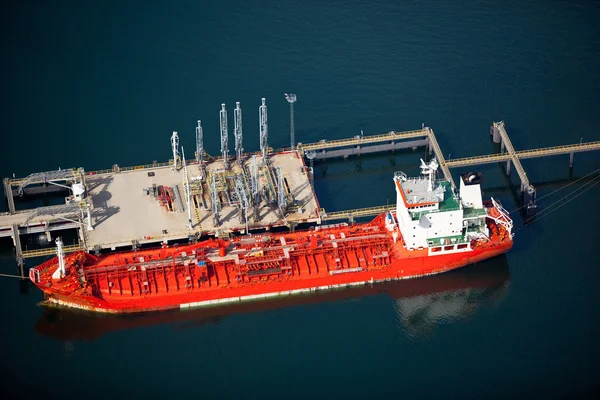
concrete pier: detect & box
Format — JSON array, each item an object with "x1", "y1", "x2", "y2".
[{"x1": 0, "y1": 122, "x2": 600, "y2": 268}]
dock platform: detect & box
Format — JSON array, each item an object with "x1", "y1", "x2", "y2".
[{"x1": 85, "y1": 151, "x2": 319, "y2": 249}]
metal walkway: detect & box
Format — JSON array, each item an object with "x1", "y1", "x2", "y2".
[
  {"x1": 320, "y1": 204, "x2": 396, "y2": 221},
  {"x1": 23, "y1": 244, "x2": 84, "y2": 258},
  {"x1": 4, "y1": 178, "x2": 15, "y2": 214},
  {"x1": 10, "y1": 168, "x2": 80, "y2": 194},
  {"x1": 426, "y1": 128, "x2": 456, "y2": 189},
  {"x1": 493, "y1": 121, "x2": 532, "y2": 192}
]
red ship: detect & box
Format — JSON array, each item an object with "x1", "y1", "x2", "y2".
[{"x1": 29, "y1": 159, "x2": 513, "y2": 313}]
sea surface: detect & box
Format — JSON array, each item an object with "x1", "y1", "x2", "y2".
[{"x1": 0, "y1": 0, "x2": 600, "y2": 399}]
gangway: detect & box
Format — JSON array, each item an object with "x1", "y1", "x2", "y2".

________________

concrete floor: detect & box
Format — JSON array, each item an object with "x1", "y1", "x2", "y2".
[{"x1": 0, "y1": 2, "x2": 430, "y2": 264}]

________________

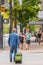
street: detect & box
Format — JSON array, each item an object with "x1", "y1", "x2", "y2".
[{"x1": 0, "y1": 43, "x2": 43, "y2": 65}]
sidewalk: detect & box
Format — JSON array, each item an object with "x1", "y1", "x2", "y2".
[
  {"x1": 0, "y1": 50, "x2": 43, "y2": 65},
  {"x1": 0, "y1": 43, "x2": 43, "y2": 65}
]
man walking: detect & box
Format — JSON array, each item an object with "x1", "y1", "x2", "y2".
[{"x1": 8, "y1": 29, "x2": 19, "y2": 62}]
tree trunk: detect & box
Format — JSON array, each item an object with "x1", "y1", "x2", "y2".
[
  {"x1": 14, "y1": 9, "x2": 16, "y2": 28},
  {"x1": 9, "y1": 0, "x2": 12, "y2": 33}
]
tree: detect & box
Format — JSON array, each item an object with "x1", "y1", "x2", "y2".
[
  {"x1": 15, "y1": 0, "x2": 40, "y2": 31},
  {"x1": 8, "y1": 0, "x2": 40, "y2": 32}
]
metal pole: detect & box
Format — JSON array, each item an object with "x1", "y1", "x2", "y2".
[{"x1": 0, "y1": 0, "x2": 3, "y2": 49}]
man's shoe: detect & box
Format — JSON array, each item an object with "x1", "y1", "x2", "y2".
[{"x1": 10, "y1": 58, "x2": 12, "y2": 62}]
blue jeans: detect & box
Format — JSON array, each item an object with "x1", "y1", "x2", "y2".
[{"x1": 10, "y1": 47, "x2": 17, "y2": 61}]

________________

Please find each row above that contains the word "concrete" and copy those rows out in full. Matches must have the same case.

concrete pier: detect & box
concrete floor: detect & box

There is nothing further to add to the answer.